▶ [Task instructions]
The lines to copy run from the one containing "Target: gold spike finial" to the end of the records below; repeat them exactly and include nothing else.

Segment Start: Entries shown

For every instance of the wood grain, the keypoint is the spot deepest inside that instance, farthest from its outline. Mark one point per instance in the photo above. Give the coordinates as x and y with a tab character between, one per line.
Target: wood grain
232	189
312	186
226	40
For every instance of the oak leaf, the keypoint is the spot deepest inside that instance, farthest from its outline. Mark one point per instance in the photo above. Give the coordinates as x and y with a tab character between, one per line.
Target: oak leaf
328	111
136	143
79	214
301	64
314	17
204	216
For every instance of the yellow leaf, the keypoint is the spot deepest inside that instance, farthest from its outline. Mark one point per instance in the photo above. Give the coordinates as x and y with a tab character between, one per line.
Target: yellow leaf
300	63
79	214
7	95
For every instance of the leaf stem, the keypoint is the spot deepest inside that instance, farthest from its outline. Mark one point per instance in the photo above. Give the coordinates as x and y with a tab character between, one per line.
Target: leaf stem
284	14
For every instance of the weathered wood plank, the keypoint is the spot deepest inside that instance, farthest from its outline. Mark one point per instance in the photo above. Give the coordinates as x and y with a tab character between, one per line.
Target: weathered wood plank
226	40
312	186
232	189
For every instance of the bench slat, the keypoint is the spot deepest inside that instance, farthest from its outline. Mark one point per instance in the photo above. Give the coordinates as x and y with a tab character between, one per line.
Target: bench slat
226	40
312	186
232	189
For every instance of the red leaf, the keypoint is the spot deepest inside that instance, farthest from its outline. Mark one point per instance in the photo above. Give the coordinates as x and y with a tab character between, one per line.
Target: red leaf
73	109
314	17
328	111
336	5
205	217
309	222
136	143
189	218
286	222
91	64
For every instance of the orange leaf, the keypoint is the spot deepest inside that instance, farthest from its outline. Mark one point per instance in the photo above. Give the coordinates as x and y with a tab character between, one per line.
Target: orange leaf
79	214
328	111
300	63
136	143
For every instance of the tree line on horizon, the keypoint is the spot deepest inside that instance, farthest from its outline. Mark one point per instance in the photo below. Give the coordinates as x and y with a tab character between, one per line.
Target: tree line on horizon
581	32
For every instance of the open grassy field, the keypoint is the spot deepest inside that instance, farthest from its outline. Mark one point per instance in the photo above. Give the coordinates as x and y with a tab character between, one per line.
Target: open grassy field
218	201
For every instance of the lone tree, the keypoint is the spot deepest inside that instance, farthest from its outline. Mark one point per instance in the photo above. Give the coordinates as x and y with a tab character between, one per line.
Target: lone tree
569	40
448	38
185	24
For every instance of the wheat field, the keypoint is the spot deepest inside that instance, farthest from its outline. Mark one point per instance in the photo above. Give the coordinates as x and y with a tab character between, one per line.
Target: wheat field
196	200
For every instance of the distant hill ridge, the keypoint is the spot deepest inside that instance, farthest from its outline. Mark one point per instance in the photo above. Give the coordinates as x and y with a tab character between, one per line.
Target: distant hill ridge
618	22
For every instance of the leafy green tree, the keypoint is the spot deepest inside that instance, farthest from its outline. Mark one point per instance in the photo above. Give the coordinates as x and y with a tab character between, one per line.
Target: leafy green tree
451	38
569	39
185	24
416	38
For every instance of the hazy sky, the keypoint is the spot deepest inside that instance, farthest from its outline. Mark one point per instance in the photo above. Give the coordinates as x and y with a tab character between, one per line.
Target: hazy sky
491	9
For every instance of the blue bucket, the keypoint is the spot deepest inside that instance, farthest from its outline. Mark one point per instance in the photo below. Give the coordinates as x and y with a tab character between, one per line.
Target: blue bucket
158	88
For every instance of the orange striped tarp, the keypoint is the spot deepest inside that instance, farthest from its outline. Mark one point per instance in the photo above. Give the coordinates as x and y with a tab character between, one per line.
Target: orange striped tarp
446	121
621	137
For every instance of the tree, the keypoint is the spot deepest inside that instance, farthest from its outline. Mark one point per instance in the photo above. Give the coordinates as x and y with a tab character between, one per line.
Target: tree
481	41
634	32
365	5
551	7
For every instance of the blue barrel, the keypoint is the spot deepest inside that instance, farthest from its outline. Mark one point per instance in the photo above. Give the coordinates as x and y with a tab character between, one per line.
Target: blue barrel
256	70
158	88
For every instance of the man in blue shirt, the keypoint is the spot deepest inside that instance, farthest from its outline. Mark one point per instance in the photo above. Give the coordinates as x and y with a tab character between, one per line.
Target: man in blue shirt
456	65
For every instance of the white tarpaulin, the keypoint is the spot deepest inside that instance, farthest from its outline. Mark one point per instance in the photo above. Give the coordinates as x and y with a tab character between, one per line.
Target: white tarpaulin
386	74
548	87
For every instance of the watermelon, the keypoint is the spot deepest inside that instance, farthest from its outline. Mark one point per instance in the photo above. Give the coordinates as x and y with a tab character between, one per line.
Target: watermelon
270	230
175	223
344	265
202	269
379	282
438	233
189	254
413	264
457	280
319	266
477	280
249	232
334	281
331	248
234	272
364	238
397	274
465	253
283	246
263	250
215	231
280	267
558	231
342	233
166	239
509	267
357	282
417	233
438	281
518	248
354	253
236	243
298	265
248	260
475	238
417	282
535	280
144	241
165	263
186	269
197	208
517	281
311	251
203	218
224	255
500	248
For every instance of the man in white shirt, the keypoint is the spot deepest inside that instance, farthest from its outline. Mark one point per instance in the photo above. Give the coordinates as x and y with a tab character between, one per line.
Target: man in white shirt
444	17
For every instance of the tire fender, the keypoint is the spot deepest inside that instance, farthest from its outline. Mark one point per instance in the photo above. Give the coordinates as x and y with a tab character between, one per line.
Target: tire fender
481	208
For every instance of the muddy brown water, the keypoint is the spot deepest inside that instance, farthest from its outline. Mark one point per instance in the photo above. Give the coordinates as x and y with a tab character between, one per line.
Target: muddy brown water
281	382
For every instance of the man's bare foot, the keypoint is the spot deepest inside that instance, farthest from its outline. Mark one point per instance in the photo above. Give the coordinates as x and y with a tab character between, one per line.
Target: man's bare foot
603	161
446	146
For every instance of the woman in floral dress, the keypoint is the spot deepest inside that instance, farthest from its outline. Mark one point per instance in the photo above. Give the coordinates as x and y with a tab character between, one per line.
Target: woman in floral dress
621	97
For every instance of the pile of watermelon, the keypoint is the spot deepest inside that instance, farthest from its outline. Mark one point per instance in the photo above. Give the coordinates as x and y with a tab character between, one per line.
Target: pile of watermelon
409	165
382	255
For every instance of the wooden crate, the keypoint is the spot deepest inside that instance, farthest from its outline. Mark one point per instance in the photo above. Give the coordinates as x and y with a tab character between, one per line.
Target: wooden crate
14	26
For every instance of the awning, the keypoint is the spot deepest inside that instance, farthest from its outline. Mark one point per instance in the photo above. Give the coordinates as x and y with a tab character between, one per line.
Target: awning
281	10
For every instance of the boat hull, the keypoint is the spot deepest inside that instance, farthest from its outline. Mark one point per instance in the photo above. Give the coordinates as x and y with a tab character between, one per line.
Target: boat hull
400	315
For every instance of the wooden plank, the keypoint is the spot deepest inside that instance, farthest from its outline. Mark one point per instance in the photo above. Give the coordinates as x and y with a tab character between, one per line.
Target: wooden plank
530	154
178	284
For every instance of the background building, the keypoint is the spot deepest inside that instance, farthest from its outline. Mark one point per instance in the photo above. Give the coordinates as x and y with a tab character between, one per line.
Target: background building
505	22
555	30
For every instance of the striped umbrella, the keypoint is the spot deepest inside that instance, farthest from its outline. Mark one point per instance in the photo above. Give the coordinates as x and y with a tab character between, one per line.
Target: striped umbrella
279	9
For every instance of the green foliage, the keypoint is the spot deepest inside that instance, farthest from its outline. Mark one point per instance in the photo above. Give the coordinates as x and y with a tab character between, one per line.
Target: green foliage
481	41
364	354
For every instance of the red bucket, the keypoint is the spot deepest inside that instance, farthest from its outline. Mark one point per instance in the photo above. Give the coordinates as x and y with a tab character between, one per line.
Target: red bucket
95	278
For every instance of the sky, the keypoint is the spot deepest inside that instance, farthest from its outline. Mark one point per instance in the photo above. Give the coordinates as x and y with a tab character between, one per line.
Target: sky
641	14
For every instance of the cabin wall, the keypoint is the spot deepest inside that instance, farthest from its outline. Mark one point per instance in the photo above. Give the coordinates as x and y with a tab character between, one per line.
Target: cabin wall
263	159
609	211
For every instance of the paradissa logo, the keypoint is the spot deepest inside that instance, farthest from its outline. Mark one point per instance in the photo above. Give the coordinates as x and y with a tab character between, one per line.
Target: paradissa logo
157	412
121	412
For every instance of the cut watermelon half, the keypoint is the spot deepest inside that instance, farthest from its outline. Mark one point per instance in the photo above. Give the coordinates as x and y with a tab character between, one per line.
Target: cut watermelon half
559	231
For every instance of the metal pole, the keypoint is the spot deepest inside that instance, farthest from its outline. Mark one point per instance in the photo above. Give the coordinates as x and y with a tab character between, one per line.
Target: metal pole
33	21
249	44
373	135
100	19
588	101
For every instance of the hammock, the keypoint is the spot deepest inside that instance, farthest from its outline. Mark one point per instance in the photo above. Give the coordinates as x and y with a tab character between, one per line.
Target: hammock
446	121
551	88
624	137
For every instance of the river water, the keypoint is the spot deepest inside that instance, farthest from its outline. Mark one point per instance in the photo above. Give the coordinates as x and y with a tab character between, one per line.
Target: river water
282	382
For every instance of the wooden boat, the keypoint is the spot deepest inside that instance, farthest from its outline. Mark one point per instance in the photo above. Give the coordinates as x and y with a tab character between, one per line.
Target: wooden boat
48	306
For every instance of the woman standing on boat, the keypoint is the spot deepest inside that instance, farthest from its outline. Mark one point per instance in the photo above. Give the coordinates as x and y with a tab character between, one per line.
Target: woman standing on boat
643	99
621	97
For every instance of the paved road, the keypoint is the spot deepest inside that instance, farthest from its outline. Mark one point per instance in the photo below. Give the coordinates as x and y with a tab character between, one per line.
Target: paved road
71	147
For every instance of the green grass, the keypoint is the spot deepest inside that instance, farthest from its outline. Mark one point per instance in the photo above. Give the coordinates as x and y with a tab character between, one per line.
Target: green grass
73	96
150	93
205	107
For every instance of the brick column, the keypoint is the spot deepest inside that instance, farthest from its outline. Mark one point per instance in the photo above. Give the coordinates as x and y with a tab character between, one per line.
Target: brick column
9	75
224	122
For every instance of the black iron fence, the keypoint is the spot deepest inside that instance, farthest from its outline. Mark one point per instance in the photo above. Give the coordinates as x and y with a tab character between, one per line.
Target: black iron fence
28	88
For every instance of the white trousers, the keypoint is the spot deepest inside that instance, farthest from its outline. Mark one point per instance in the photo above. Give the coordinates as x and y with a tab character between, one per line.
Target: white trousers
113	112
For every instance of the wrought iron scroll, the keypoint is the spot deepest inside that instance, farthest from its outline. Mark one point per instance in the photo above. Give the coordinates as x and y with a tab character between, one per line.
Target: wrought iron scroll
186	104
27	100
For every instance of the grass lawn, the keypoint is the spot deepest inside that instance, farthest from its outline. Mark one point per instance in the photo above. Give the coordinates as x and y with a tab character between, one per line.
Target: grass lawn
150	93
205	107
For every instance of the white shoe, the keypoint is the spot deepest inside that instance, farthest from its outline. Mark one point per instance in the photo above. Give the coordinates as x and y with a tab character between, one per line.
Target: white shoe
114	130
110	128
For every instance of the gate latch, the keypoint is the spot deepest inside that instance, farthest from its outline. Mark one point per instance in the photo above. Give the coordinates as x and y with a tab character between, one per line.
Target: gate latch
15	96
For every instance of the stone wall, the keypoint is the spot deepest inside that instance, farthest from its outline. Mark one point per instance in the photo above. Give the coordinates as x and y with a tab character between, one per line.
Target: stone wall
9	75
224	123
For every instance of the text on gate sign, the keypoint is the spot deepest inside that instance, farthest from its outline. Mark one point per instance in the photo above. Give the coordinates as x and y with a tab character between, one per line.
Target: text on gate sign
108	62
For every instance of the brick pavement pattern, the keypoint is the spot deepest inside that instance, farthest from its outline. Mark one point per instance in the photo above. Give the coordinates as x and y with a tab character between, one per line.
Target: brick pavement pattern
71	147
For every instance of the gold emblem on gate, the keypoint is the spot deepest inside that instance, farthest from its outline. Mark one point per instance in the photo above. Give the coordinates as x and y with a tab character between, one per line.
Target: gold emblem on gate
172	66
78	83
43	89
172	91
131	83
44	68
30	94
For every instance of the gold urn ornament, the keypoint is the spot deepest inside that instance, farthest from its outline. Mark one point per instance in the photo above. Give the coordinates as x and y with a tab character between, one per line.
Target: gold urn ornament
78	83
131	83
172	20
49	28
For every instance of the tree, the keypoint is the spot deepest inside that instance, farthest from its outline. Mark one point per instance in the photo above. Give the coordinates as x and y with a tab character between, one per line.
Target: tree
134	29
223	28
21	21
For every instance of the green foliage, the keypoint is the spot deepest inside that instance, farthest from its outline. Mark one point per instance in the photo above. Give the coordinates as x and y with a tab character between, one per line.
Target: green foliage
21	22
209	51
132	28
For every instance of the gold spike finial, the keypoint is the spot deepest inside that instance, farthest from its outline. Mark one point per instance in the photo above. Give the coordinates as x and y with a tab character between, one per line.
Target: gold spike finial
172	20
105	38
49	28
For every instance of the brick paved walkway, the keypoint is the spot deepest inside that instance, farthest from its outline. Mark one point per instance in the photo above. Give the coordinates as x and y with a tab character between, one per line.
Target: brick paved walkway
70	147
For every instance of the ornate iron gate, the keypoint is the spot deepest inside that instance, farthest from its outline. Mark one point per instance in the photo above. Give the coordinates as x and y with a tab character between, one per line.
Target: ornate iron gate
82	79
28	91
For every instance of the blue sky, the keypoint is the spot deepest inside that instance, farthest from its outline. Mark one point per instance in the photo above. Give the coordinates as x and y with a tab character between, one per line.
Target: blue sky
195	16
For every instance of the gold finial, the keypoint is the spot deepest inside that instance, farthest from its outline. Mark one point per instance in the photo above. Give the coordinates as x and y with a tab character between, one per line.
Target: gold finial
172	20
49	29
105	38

Segment End: Entries shown

▶ [Solved exercise]
Target: gold spike finial
172	20
105	38
49	28
For every instance of the brick paved walkway, the keypoint is the spot deepest inside that instance, farthest from its outline. Mark one point per instance in the photo above. Give the coordinates as x and y with a tab character between, one per line.
Target: brick paved walkway
70	147
For every instance of the ornate iron gate, the keypoint is the spot deepest inside that instance, farthest from its outline. Mark one point per instance in the photo above. Give the coordinates as x and y with a tab character between, one per line.
Target: ornate iron gate
82	79
28	91
For every instance of the blue sky, the keypoint is the spot deepest inside that instance, farthest from its outline. Mark one point per instance in the photo above. Give the coordinates as x and y with a tab character between, one per line.
Target: blue sky
195	16
For every instance of the gold finial, the keypoint is the spot deepest inside that instance, farthest from its outline. Mark one point per instance in the photo above. Give the coordinates as x and y with a tab character between, one per line.
Target: gold finial
172	20
49	29
105	38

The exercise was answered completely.